PASSAGE PROVIDED:
A commentary. David Anderson is Canada’s former environment minister; Roy Brooke is an executive in the not-for-profit sector.
Faced with serious illness, most of us want trained and qualified specialists to provide a diagnosis and treatment. Few would follow contradictory advice from those without medical training or experience.
What is true for a medical crisis is also true for a planetary crisis: The declining natural health of our planet demands that we follow the best available expert advice and discard policies based on wishful thinking or ignorance.
Human activity, scientists advise, is now the dominant influence on the planet’s climate and ecology. Our collective actions are destroying the very ecosystems and biological diversity upon which our lives depend.
The Intergovernmental Science-Policy Platform on Biodiversity and Ecosystem Services Biodiversity, for example, says that the diversity of species and ecosystems is declining many times faster than at any previous time in human history. Top scientists convened by the United Nations say we have but a few years to halt the trend toward even more devastating impacts of climate change.
Our experience in Canada and around the world shows us that floods, drought, fires, glacial degradation, rising sea levels, and other climate-driven impacts are here now and on the increase.
Like it or not, the world as we know it is ill.
Recognizing the problem outlined by climate scientists is obviously the critical first step to addressing it. The second is to determine and implement effective responses.
Here, as with the impact of humans on climate change, there is strong expert consensus.

STORED DATA:
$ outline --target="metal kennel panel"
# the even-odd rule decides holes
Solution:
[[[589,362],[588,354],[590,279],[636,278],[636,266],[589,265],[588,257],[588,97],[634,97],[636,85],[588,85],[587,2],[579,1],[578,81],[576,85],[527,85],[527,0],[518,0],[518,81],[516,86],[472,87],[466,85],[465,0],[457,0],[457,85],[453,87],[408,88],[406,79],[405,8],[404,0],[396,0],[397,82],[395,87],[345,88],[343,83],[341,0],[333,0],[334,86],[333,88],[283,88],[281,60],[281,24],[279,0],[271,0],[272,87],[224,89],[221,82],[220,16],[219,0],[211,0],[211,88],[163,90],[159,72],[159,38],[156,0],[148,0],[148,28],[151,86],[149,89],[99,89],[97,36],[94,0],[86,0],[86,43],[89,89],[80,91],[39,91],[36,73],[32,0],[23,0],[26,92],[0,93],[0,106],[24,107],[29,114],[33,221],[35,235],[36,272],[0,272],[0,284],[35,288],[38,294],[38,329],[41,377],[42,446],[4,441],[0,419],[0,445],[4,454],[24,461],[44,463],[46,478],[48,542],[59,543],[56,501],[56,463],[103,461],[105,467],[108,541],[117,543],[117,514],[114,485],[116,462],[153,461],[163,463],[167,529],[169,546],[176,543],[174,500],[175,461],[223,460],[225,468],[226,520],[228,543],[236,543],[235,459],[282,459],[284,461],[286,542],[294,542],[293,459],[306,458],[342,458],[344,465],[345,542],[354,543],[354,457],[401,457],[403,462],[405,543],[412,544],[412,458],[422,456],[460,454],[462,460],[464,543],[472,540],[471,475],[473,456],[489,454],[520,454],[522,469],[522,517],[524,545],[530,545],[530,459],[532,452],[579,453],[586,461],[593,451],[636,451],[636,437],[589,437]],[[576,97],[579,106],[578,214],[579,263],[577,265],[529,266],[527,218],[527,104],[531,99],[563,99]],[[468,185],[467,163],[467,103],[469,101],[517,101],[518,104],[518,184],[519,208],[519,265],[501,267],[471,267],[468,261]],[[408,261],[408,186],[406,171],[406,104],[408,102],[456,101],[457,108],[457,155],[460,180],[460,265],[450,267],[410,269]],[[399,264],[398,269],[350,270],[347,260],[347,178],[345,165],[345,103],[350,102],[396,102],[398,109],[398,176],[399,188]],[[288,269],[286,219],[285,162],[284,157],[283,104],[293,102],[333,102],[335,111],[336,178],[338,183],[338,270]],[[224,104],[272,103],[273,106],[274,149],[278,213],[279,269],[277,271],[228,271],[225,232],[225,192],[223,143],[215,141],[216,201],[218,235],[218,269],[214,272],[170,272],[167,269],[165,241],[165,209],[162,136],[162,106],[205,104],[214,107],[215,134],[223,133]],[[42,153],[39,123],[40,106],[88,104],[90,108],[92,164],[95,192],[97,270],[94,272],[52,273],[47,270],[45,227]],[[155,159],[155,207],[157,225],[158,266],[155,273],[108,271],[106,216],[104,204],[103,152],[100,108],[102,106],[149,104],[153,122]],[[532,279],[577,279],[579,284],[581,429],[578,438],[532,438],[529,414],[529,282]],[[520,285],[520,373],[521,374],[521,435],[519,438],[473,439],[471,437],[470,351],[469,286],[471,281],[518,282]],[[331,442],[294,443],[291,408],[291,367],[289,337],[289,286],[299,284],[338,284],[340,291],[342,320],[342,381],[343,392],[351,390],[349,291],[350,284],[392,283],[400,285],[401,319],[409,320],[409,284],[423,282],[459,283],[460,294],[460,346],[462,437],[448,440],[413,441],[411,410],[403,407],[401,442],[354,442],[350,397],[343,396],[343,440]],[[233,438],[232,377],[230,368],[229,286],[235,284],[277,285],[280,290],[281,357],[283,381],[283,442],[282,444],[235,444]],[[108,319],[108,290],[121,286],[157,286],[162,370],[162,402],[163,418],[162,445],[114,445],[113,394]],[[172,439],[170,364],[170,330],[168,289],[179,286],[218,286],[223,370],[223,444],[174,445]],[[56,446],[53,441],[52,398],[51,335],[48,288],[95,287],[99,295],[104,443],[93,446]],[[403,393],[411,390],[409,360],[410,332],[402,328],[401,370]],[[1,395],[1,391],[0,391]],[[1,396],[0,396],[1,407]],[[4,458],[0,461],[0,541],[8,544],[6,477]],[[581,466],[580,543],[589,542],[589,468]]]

EXERCISES:
A - In the climate commentary, what is named as the critical first step to addressing the problem outlined by climate scientists?
B - Carry the climate commentary forward from its last sentence.

ANSWER SECTION:
A - Recognizing the problem outlined by climate scientists.

B -
According to top global economists, putting a price on carbon entering the atmosphere through a carbon levy must be an essential part of any realistic plan to reducing carbon emissions. It is also the economic tool least likely to damage the global economy and therefore our quality of life.
Authoritative economic studies are numerous.
A 2017 commission on carbon prices led by Nobel Laureate Joseph Stiglitz and economic specialist Lord Nicholas Stern brought together leading economists from developing and developed countries. They concluded that meeting climate goals in a cost-effective way while still fostering economic growth requires a price on carbon emissions.
Nobel Laureate William Nordhaus finds that carbon emission charges are far more effective in lowering carbon emissions than direct government controls. Not one, but all, living former chairs of the U.S. Federal Reserve have come to the same conclusion.
Moreover, experts in the world’s leading economic organizations also find in favour of carbon pricing.
The Organization for Economic Cooperation and Development, for example, states that carbon pricing will increase resource efficiency, boost investment in clean energy and low-emission goods and services, and facilitate a gradual low-carbon transition.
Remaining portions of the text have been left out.